A failure to show control, order and clear authority is a lesson in how not to lead in a time of crisis, writes Mandy Wiener about Basic Education Minister Angie Motshekga’s chaotic leadership.
We find ourselves in an unprecedented time of confusion as humanity. We are dealing with circumstances we have not planned for and few of us foresaw.
This means trying to navigate our way through the dense fog with very little light to guide us.
Unfortunately, this means that we have to follow the leader that is holding the flickering lamp so that we can carefully pick our way to safety.
Children are feeling the anxiety of this unknown on an amplified level. They are out of their routines, grappling with concepts and ideas that they can’t comprehend, and they too are relying on authority now more than ever. Our fate is being decided by those who hold the power and they need to show us the way.
This is why on Sunday night, Basic Education Minister Angie Motshekga’s eleventh hour abandonment was felt so harshly. Across the country, hundreds of thousands of Grade 12 and Grade 7 pupils were preparing to return to school on Monday morning.
They and their parents would already have been battling with the anguish of whether they would be safe or not. Others would have been bottling up the excitement of a return to normal and seeing their friends and socializing again.
All this, only to be told at the very last minute that the reopening of schools would be delayed by a week.
In some circumstances, parents had already dropped their children at boarding schools in different provinces and were unsure whether to return home or not. They found themselves in a worrisome limbo which exacerbated their nerves.

........

- CHECK YOUR UNDERSTANDING -
(1) In the column on the delayed school reopening, which grades of pupils were preparing to return to school on Monday morning?
(2) Continue the column on the delayed school reopening from the point where its text ends.
The data are separate material and have no connection to the column on the delayed school reopening.

........

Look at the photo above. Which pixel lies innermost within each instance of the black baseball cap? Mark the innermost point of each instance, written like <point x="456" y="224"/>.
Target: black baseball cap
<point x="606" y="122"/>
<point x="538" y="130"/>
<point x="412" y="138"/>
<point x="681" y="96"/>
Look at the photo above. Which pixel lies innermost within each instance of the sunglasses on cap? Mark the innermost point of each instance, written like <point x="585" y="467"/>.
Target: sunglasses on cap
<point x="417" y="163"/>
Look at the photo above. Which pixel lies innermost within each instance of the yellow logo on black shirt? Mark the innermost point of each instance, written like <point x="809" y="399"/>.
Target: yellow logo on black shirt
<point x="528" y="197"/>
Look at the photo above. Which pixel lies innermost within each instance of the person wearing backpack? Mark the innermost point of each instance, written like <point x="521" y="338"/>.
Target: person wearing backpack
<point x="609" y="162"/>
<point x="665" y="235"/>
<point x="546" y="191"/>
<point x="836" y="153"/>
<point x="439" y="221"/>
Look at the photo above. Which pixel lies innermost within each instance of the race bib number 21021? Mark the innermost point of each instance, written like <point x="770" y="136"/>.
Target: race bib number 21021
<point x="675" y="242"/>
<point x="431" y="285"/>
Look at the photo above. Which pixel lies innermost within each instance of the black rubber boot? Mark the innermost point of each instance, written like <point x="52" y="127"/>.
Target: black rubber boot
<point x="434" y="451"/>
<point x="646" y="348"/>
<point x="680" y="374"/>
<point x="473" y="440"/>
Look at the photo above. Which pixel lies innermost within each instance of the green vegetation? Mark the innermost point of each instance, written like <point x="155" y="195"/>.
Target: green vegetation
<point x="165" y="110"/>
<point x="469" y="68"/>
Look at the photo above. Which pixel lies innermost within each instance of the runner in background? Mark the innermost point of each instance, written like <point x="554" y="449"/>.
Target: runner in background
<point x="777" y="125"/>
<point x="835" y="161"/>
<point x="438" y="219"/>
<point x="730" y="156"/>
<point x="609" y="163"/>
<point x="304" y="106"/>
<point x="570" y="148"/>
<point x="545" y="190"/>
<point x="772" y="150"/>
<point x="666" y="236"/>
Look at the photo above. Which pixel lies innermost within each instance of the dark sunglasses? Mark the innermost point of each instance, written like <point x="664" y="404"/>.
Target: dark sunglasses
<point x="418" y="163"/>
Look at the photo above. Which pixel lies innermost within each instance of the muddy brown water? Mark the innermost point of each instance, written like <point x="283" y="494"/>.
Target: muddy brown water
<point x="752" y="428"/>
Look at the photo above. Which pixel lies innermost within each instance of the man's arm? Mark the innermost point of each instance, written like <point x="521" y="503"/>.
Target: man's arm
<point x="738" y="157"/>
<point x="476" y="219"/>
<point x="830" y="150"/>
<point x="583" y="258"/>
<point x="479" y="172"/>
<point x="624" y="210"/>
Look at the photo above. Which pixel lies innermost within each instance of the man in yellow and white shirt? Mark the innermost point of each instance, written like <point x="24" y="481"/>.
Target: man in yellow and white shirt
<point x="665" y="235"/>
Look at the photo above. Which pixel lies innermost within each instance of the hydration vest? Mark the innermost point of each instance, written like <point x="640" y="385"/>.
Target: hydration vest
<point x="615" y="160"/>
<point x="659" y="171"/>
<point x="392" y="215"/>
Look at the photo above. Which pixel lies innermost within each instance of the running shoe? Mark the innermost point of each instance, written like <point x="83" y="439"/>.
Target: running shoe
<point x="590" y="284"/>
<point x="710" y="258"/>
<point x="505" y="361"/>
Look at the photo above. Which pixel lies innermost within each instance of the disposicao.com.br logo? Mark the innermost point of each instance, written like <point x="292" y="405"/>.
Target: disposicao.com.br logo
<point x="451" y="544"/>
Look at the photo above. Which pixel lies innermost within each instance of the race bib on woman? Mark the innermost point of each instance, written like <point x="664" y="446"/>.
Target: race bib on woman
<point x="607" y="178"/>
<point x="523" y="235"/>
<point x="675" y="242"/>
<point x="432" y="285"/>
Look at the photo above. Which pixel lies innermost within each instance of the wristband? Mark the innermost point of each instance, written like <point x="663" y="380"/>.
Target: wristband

........

- WRITTEN RESPONSES -
(1) Grade 12 and Grade 7 pupils.

(2)
Since the opaque school regulations were published on Friday night last week, there has been a sense of chaos. Private schools which had put measures in place for several grades to return to school on Monday were left scrambling, trying to decipher the hieroglyphics in the regulations. Who did the regulations apply to? What about the grades that weren’t mentioned? Can they return or not?
Clarity is what was needed. Clear communication relayed in a simple, clean way.
Instead, more confusing media statements were released over the weekend by a barely accessible communications liaison team. The Minister was holed up in crisis meetings, trying to resolve the sticky problems at the last minute, literally as the clock ticked down to the school bell on Monday morning.
In the absence of clear direction from the Minister, each school had to take it upon themselves to send out communication to parents. In some instances, schools had to issue two or three letters in a matter of a few hours giving contradictory instructions.
Many were anxiously awaiting the Minister’s 6pm briefing on a Sunday night desperate for her to shine some light through the fog. Instead, she chose to postpone the address until 11am on Monday morning and when she did speak, she said very little at all.
In short – not all schools were ready to open. The sector needed more time to get all schools on board. PPE hadn’t been delivered to all of them. Over 3000 schools did not have proper water and sanitation to open during a pandemic. A blanket opening was just not possible.
Now I’m not for one moment saying schools should have opened whether they were ready or not. Definitely not. If we are sending kids back out into the world, schools have to make absolutely sure that all measures and protocols are in place. They are being entrusted with young lives.
But they have had several months to prepare now. That was the point of flattening the curve and the lockdown – to have time to prepare. Yet many schools did not receive protective equipment on time and didn’t have measures in place to allow for kids to safely return.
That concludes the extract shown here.